- **TEXT SECTION**:

──────

Celine Ng - December 2024
- Improve risk evaluation accuracy to retail banks. In practice meaning target variable classification.
- Evaluate feature importance to understand influence on home credit default
The data comes with 10 separate CSV files. It is originally based on a Kaggle competition that is now closed, Home Credit Default Risk. Original CSV files can be found in the folder "data_csv".
- Python
- Pandas
- Seaborn
- Matplotlib
- scikit-learn
- xgboost
- lightgbm
- optuna
- SHAP
This project involves 8 tables containing a large amount of data. My initial approach was to aggregate these tables after briefly understanding the data types and information provided. I focused on delving deeper only into the aspects that had significant relevance to the problem at hand.
Once I aggregated the data into a single table, I followed a structured methodology of data exploration, preprocessing, feature engineering, model selection, modeling, and evaluation:
-
Data Exploration: I identified columns that needed encoding and assessed the information available in each feature. Most features had weak correlations with the target variable, but hypothesis testing showed that the presence or absence of prior information was significant for predicting defaults.
-
Preprocessing: Since only tree-based models were used, this step focused solely on encoding categorical features.
-
Feature Engineering: New features were created based on domain knowledge, generated with the help of an AI tool. These features were tested using cross-validation with ROC AUC (primary metric) and F1 score (secondary metric). Based on the results, all features were retained for modeling.
-
Model Selection: I compared several models, including Random Forest, Logistic Regression, XGBoost, LightGBM, and ensemble methods. After hyperparameter tuning, models were evaluated using AUC ROC and F1 Score. The best threshold for the chosen model was selected.
-
Modeling: The final model was retrained using the full dataset and tested on the test data.
-
Evaluation: The final model was interpreted using a confusion matrix, feature importance, and SHAP values.
The results showed that the model was still influenced by class imbalance, as the model can correctly predicted the majority class better by a large margin. The most important feature identified was 'external source mean', an aggregate feature derived from external rating data.

──────

- **RECORD SET**:
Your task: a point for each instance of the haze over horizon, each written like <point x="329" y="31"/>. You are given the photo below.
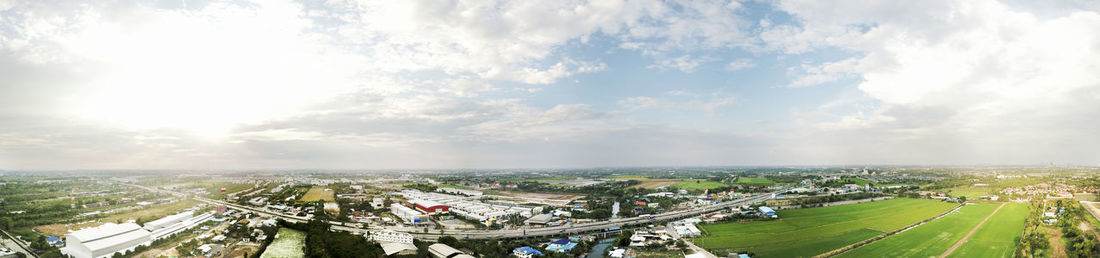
<point x="389" y="85"/>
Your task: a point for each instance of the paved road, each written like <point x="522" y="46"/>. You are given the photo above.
<point x="563" y="230"/>
<point x="12" y="244"/>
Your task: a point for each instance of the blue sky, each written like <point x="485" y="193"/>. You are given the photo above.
<point x="376" y="85"/>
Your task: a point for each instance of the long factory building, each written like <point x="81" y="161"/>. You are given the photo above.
<point x="107" y="239"/>
<point x="470" y="209"/>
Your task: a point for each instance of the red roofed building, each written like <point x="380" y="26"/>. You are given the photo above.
<point x="430" y="208"/>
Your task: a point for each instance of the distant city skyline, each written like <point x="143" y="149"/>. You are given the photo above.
<point x="431" y="85"/>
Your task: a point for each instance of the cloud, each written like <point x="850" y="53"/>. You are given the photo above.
<point x="815" y="75"/>
<point x="710" y="104"/>
<point x="994" y="81"/>
<point x="685" y="64"/>
<point x="740" y="64"/>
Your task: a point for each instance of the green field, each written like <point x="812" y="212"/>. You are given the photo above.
<point x="697" y="184"/>
<point x="930" y="239"/>
<point x="288" y="243"/>
<point x="998" y="237"/>
<point x="755" y="181"/>
<point x="971" y="192"/>
<point x="809" y="232"/>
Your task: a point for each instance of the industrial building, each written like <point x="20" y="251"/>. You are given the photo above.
<point x="539" y="220"/>
<point x="169" y="225"/>
<point x="407" y="214"/>
<point x="461" y="191"/>
<point x="440" y="250"/>
<point x="391" y="236"/>
<point x="473" y="210"/>
<point x="429" y="206"/>
<point x="398" y="249"/>
<point x="106" y="239"/>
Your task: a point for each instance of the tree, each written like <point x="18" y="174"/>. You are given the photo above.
<point x="450" y="240"/>
<point x="681" y="244"/>
<point x="6" y="223"/>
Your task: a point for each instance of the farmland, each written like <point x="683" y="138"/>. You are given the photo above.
<point x="930" y="239"/>
<point x="755" y="181"/>
<point x="288" y="243"/>
<point x="809" y="232"/>
<point x="998" y="237"/>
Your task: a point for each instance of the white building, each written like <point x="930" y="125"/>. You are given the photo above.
<point x="472" y="210"/>
<point x="105" y="240"/>
<point x="407" y="214"/>
<point x="391" y="236"/>
<point x="167" y="221"/>
<point x="177" y="223"/>
<point x="377" y="203"/>
<point x="461" y="191"/>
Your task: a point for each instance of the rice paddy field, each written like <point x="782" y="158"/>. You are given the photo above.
<point x="930" y="239"/>
<point x="809" y="232"/>
<point x="998" y="237"/>
<point x="755" y="181"/>
<point x="288" y="243"/>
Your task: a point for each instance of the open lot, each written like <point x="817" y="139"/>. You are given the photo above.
<point x="318" y="193"/>
<point x="144" y="214"/>
<point x="697" y="184"/>
<point x="809" y="232"/>
<point x="998" y="237"/>
<point x="755" y="181"/>
<point x="288" y="243"/>
<point x="930" y="239"/>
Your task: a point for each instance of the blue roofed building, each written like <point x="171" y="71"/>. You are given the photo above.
<point x="767" y="211"/>
<point x="526" y="251"/>
<point x="561" y="245"/>
<point x="55" y="240"/>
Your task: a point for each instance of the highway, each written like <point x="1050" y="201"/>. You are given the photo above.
<point x="550" y="231"/>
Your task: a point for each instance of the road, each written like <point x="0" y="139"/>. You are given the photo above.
<point x="563" y="230"/>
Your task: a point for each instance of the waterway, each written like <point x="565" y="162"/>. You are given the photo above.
<point x="601" y="249"/>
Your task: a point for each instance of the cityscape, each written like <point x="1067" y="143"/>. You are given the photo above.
<point x="579" y="129"/>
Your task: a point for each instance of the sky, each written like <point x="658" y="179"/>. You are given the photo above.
<point x="443" y="83"/>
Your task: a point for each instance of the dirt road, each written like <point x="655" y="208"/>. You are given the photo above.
<point x="958" y="244"/>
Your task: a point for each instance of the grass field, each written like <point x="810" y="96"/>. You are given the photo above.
<point x="318" y="193"/>
<point x="697" y="184"/>
<point x="998" y="237"/>
<point x="145" y="214"/>
<point x="288" y="243"/>
<point x="930" y="239"/>
<point x="809" y="232"/>
<point x="971" y="192"/>
<point x="755" y="181"/>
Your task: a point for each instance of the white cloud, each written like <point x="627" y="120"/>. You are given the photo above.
<point x="740" y="64"/>
<point x="815" y="75"/>
<point x="708" y="104"/>
<point x="685" y="63"/>
<point x="997" y="81"/>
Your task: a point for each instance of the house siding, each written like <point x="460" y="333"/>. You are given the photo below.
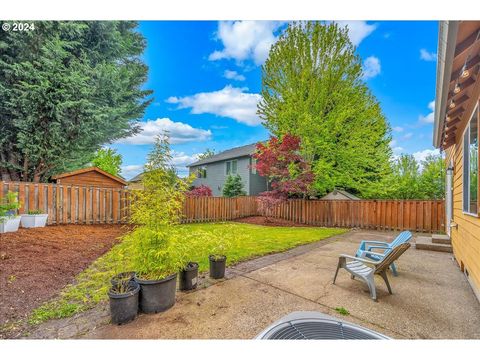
<point x="258" y="183"/>
<point x="466" y="237"/>
<point x="216" y="175"/>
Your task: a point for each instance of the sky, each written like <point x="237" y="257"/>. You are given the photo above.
<point x="206" y="79"/>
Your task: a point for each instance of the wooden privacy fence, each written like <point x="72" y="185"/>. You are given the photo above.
<point x="69" y="204"/>
<point x="204" y="209"/>
<point x="414" y="215"/>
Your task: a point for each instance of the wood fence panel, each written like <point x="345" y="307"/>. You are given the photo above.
<point x="93" y="205"/>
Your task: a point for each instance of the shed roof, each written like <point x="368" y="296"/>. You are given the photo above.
<point x="89" y="169"/>
<point x="240" y="151"/>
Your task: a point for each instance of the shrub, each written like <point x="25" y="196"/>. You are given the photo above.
<point x="198" y="191"/>
<point x="233" y="186"/>
<point x="157" y="249"/>
<point x="9" y="205"/>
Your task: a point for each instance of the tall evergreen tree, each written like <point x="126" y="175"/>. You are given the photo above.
<point x="67" y="88"/>
<point x="312" y="87"/>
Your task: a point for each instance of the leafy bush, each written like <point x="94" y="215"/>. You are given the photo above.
<point x="198" y="191"/>
<point x="233" y="186"/>
<point x="35" y="212"/>
<point x="157" y="249"/>
<point x="9" y="206"/>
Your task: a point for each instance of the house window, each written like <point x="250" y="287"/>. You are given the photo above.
<point x="231" y="167"/>
<point x="470" y="165"/>
<point x="202" y="172"/>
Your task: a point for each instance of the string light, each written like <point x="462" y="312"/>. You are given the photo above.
<point x="464" y="73"/>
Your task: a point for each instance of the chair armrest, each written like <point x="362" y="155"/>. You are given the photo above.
<point x="378" y="247"/>
<point x="366" y="261"/>
<point x="373" y="253"/>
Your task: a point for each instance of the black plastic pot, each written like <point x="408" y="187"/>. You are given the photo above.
<point x="217" y="266"/>
<point x="188" y="277"/>
<point x="157" y="295"/>
<point x="124" y="306"/>
<point x="124" y="277"/>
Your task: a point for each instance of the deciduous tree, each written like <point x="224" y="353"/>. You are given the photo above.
<point x="313" y="88"/>
<point x="108" y="160"/>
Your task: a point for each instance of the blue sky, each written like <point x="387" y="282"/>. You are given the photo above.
<point x="206" y="79"/>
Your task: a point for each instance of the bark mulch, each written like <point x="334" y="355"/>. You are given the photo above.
<point x="35" y="264"/>
<point x="260" y="220"/>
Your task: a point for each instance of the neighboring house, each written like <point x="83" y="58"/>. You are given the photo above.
<point x="456" y="131"/>
<point x="339" y="194"/>
<point x="91" y="176"/>
<point x="214" y="170"/>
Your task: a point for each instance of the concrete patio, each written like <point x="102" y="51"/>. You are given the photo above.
<point x="431" y="298"/>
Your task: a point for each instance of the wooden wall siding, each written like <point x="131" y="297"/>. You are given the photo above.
<point x="465" y="237"/>
<point x="67" y="204"/>
<point x="414" y="215"/>
<point x="70" y="204"/>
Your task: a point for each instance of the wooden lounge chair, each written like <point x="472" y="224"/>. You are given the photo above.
<point x="366" y="247"/>
<point x="366" y="269"/>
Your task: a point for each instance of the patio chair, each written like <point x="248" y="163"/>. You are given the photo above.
<point x="366" y="247"/>
<point x="366" y="269"/>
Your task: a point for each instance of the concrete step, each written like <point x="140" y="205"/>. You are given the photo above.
<point x="441" y="239"/>
<point x="425" y="243"/>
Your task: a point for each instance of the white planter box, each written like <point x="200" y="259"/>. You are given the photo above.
<point x="39" y="220"/>
<point x="10" y="225"/>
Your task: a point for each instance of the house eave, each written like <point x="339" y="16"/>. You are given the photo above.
<point x="446" y="53"/>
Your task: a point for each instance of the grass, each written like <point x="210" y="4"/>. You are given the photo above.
<point x="91" y="286"/>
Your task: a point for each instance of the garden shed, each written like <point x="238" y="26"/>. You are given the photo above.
<point x="91" y="176"/>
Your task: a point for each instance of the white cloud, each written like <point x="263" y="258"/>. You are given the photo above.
<point x="243" y="40"/>
<point x="422" y="155"/>
<point x="179" y="132"/>
<point x="130" y="171"/>
<point x="232" y="74"/>
<point x="371" y="67"/>
<point x="229" y="102"/>
<point x="358" y="30"/>
<point x="429" y="118"/>
<point x="427" y="56"/>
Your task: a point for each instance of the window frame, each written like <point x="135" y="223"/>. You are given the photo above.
<point x="466" y="167"/>
<point x="230" y="162"/>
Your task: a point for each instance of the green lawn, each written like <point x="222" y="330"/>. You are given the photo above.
<point x="91" y="286"/>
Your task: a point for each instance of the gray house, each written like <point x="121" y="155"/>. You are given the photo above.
<point x="214" y="170"/>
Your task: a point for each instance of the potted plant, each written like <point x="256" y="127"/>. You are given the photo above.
<point x="157" y="261"/>
<point x="34" y="218"/>
<point x="219" y="243"/>
<point x="158" y="248"/>
<point x="123" y="301"/>
<point x="189" y="277"/>
<point x="9" y="221"/>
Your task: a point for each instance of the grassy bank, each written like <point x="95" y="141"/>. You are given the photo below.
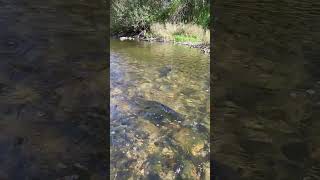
<point x="168" y="20"/>
<point x="179" y="33"/>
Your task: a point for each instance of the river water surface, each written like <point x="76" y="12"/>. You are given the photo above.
<point x="159" y="111"/>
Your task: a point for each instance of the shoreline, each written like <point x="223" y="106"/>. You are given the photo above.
<point x="204" y="48"/>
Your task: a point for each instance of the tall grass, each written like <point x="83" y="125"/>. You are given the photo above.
<point x="180" y="32"/>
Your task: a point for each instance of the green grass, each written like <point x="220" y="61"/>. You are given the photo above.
<point x="184" y="38"/>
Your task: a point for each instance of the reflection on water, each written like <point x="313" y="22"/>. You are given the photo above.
<point x="267" y="90"/>
<point x="159" y="111"/>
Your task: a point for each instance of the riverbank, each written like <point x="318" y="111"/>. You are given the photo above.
<point x="203" y="47"/>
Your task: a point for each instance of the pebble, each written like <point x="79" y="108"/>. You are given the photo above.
<point x="310" y="91"/>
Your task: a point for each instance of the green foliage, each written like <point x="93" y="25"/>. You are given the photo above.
<point x="135" y="15"/>
<point x="183" y="38"/>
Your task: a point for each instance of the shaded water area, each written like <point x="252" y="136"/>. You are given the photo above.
<point x="159" y="109"/>
<point x="266" y="92"/>
<point x="53" y="75"/>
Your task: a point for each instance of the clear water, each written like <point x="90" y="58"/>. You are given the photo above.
<point x="159" y="111"/>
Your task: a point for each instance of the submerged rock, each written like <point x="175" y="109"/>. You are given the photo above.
<point x="189" y="171"/>
<point x="164" y="71"/>
<point x="157" y="113"/>
<point x="189" y="141"/>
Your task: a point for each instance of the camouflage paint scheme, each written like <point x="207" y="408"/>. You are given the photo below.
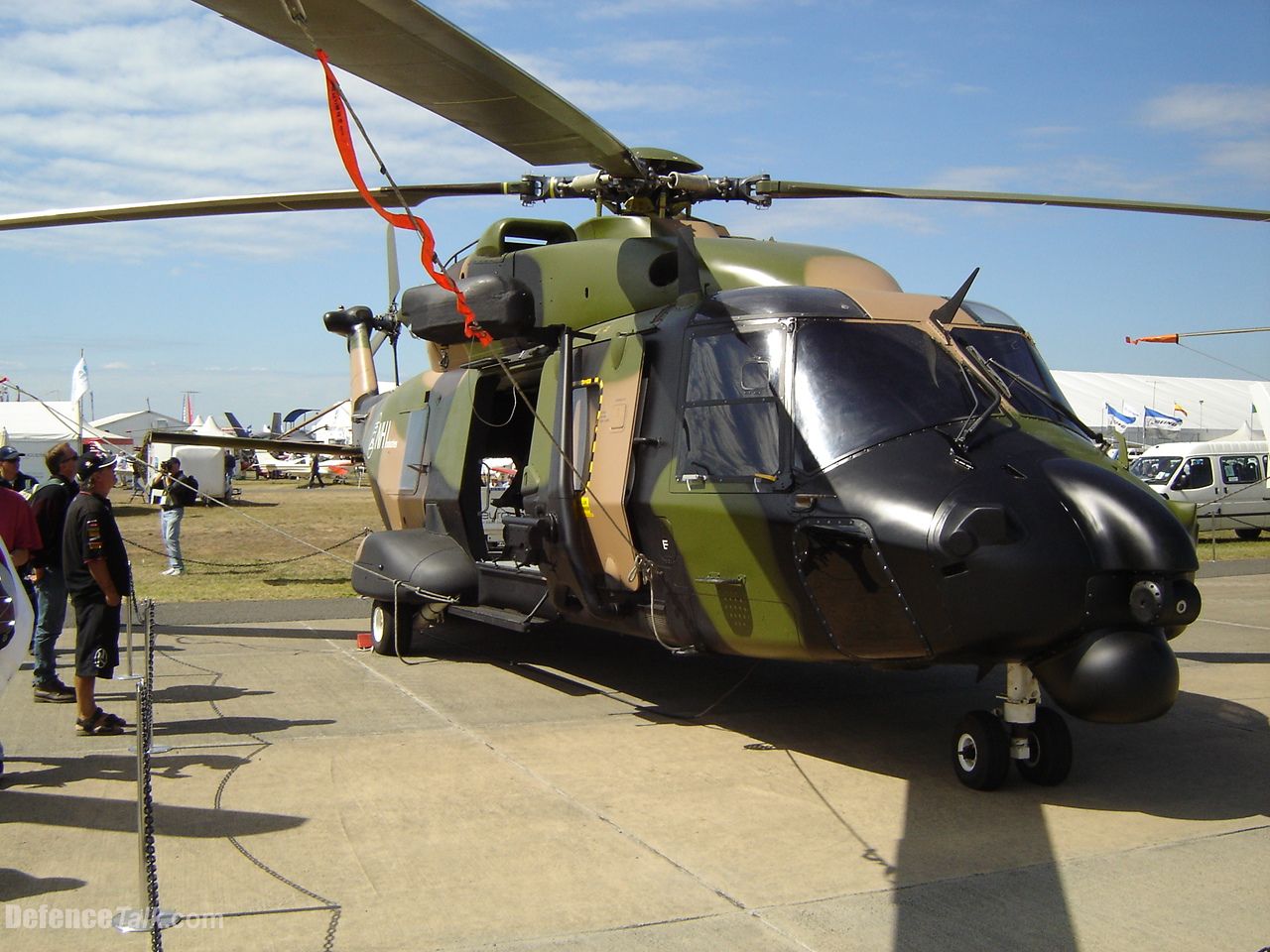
<point x="724" y="561"/>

──────

- **AIM OF THE EXERCISE**:
Continue the home credit default risk project write-up, starting right after its last sentence.

- **RESULT FOR THIS EXERCISE**:
The largest challenges encountered in this project were mainly derived from the large amount of data, which translates to many missing values and many features. Another surprising challenge faced was that LightGBM did not improve results after hyperparameter tuning.
Future Work :
- Another approach to the large amount of data would involve first thoroughly understanding the data and selecting only the most relevant features for aggregation and further processing.
- The model would benefit from feature selection to reduce noise, as most validation/test score were very similar, hyperparameter tuning didn't help much, and in feature engineering it was understood that 52% of the features were not important for the models.
- Try a simpler product, including only the most important maybe 20 features and quickly predict if there is even potential for this client before all the data collection.
- To improve imbalance affect, collecting more data from the minority class would likely improve the model’s performance. Or improve data collection process to include features that can better distinguish the classes. As for this project several strategies, like added weights, cross validation with stratified k fold, and train test split with stratify, were applied to reduce the affect.
- It would also be valuable to investigate the nature of the 'external source score', as this feature had a significant impact on the final model.
-
Run the notebooks to create all the necessary files, including the final model.
-
Run the Flask application with: python app.py
-
Once server is running, app will be accessible at: http://127.0.0.1:5000
-
The model will return a csv file with the following content:
SK_ID_CURR,predictions
100001,0
100005,0
100013,0
100028,0
100038,1
100042,0
100057,0
...